▸ **WORK ITEM A**
Translate this sentence from the GM earnings article into Spanish: "The company's first-quarter profit margin was 8.2%, down from 9.3% a year earlier."
▸ **WORK ITEM B**
Write a continuation of the GM earnings article, starting after its final sentence.

▸ **PASSAGE TO READ**
_____
- Amid rising costs and supply chain instability, General Motors reaffirmed its earnings expectations for 2022 despite reporting a lower net profit and margin compared to a year ago.
- GM reaffirmed its pretax adjusted earnings forecast of between $13 billion and $15 billion for the year, while raising its net income expectations to between $9.6 billion and $11.2 billion.
- GM also reaffirmed plans to produce 25% to 30% more vehicles this year than last year.
DETROIT – Amid rising costs and supply chain instability, General Motors reaffirmed its earnings expectations for 2022 despite reporting a lower net profit and margin compared with a year ago.
CEO Mary Barra and CFO Paul Jacobson described the first-quarter results as "solid" and a testament to actions the company has taken in recent years to lower operational costs, while navigating difficult circumstances.
GM reaffirmed its pretax adjusted earnings forecast of between $13 billion and $15 billion for the year, while raising its net income expectations from between $9.4 billion and $10.8 billion to between $9.6 billion and $11.2 billion.
GM also increased its adjusted earnings per share guidance for the year to between $6.50 and $7.50 per share, up from between $6.25 and $7.25 per share. The adjustment is a result of the company increasing its ownership stake in its Cruise autonomous vehicle unit and including the operation's losses in its consolidated income tax return.
The company's first-quarter profit margin was 8.2%, down from 9.3% a year earlier.
_____
▸ **SUPPLIED MATERIAL**
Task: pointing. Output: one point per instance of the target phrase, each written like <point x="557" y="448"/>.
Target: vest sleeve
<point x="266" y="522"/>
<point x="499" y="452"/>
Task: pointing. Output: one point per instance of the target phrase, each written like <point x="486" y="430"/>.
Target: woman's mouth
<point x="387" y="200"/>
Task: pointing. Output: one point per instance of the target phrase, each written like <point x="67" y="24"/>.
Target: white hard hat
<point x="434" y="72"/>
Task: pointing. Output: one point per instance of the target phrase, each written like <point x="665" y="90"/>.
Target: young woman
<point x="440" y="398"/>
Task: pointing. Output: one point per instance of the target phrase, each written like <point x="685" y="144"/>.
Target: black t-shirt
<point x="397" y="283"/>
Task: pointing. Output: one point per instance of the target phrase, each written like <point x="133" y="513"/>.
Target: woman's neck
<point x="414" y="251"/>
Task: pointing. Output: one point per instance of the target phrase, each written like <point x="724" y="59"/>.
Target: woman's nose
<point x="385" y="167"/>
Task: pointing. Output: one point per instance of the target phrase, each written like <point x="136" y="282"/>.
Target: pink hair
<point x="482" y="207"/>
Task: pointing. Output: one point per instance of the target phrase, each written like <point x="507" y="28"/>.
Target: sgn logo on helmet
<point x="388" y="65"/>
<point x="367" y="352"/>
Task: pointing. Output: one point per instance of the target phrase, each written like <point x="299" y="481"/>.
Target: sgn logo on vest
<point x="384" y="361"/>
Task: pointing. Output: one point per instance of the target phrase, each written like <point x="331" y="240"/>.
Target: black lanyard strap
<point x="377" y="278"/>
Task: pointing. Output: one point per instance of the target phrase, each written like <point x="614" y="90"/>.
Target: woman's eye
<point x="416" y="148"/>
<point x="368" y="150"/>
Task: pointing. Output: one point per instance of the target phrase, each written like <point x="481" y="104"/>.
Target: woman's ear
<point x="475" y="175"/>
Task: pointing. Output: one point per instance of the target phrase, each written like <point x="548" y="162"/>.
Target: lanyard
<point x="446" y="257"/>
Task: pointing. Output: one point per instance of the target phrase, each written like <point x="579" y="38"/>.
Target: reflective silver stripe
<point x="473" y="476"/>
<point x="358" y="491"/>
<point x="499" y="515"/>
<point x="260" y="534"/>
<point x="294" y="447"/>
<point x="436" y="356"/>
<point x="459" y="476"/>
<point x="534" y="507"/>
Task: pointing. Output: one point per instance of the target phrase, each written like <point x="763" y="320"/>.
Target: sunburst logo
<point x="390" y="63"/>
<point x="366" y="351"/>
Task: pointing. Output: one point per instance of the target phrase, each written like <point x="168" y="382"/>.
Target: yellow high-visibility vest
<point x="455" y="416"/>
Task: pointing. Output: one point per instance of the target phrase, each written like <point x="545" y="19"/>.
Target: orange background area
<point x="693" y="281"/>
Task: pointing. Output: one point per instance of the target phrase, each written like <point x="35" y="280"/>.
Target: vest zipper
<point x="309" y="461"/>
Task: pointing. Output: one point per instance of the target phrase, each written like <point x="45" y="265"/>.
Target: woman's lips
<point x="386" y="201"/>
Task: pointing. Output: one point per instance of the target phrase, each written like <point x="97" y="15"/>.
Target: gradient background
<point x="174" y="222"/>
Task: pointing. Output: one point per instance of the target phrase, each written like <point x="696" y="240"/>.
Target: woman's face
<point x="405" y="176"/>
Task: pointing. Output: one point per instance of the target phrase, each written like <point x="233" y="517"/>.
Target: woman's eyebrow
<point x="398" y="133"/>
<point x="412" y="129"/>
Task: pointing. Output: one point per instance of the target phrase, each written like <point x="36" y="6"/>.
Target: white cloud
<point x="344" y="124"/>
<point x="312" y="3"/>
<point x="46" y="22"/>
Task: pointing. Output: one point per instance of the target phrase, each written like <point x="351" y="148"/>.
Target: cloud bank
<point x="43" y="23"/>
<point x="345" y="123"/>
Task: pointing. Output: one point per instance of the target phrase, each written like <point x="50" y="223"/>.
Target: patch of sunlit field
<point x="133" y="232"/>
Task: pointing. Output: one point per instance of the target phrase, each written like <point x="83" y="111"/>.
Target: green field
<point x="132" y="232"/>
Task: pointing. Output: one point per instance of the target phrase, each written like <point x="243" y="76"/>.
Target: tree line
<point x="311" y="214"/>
_____
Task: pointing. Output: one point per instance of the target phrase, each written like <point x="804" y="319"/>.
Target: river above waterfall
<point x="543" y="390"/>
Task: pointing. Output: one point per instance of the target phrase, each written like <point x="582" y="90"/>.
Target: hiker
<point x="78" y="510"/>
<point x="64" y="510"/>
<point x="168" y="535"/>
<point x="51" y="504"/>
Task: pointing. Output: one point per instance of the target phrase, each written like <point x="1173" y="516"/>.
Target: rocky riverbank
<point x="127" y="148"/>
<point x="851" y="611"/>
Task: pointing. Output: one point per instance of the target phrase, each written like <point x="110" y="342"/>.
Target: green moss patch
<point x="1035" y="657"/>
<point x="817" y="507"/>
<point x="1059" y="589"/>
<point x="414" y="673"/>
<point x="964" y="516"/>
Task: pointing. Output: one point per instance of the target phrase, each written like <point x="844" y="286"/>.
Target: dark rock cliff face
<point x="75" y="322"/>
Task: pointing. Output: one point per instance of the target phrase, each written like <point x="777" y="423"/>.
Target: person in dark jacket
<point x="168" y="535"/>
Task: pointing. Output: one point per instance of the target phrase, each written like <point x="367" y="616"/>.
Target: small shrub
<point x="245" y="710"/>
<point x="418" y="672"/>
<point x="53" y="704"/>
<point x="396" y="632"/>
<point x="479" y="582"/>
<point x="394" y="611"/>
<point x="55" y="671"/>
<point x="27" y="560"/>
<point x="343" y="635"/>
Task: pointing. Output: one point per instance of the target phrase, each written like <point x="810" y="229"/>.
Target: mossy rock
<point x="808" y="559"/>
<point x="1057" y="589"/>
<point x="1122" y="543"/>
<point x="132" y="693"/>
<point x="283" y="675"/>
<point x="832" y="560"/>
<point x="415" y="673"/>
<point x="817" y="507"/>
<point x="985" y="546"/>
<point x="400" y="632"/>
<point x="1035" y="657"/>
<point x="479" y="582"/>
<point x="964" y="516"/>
_____
▸ **EXPECTED ANSWER A**
El margen de beneficio de la empresa en el primer trimestre fue del 8,2 %, frente al 9,3 % de un año antes.

▸ **EXPECTED ANSWER B**
Here's how GM did compared with what Wall Street expected:
- Adjusted EPS: $2.09 vs $1.68, according to Refinitiv consensus estimates
- Revenue: $35.98 billion vs $37.01 billion, according to Refinitiv consensus estimates
On an unadjusted basis, net income was $2.9 billion for the first quarter compared with $3 billion a year earlier. The automaker reported pretax adjusted earnings of $4 billion for the first quarter, down from $4.4 billion a year earlier.
Shares of GM are down roughly 34% so far in 2022. Its market cap is about $55 billion, down from more than $90 billion at the beginning of the year.
GM is among the first major automakers to report its first-quarter results, offering a gauge of the auto industry's ongoing production and supply chain problems.
In addition to inflation and other macroeconomic factors, the global automotive industry has been battling supply chain problems caused by the coronavirus pandemic for more than a year — specifically, supplies of crucial semiconductor chips that are used throughout vehicles.
Despite the problems, GM on Tuesday reaffirmed plans to produce 25% to 30% more vehicles this year than last year.
Investors are also eager for any progress or updates on GM's plans for autonomous and electric vehicles, including a planned $35 billion investment in the technologies through 2025. GM doesn't typically break out such costs on a quarterly basis, though rival Ford Motor has promised to begin doing so next year.
GM said Tuesday since unveiling a new electric version of its Chevrolet Silverado pickup in January, the automaker has received about 140,000 reservations for the truck. The vehicle is expected to arrive to the market next year.
Barra said GM expects to generate $50 billion from electric vehicles in North America by 2025. Late last year the company announced plans to double its annual revenues and grow profit margins by the end of this decade.
Barra also announced the company will start tying executive compensation to electric vehicle targets.
GM largely exited Europe several years ago and therefore hasn't experienced any substantial impacts from the war in Ukraine like other automakers have. Still, it has been battling recent factory shutdowns in China due to Covid-19 outbreaks.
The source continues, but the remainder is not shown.